▸ Stored rows:
━━━━━━━━

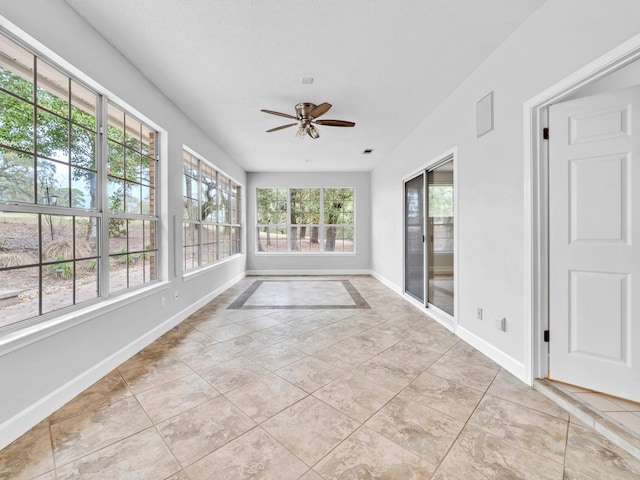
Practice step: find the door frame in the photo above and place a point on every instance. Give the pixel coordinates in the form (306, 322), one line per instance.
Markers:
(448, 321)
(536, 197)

━━━━━━━━

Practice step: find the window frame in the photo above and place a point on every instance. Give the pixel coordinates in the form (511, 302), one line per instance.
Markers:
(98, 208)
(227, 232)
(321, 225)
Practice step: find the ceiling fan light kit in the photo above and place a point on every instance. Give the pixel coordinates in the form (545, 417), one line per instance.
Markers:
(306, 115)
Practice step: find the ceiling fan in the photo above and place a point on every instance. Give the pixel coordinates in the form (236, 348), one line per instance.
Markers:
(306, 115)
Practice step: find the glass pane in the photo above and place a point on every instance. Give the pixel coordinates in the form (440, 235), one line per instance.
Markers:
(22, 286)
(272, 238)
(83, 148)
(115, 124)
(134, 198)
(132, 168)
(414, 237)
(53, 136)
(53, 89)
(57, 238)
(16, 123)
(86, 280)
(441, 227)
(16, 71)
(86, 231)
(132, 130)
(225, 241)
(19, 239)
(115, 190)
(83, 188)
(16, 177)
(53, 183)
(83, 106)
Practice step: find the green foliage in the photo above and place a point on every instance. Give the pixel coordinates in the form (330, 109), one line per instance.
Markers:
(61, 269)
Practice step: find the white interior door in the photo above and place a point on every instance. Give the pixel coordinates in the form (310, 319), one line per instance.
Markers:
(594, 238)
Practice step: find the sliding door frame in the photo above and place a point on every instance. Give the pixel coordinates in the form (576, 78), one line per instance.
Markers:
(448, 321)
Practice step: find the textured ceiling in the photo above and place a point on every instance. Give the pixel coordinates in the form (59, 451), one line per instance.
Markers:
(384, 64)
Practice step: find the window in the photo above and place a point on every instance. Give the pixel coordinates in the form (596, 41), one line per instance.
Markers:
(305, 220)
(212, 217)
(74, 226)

━━━━━━━━

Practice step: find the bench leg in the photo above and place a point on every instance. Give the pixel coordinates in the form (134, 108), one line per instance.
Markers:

━━━━━━━━

▸ Work to do: Locate every line in the records above that contains the string "door" and copy each one out. Case counts.

▸ Full solution:
Practice step: find the door frame in the photo above and place a point on every instance. Give the pixel coordinates in the form (306, 322), one line per instance.
Practice step: find the white interior door in the photo above and place a point on every instance. Give the pixel coordinates in the form (310, 319), one line per instance.
Practice step: find the sliding door frame in the photo above and place a point on every instance. Give the pixel coordinates in the form (576, 78), one line per instance.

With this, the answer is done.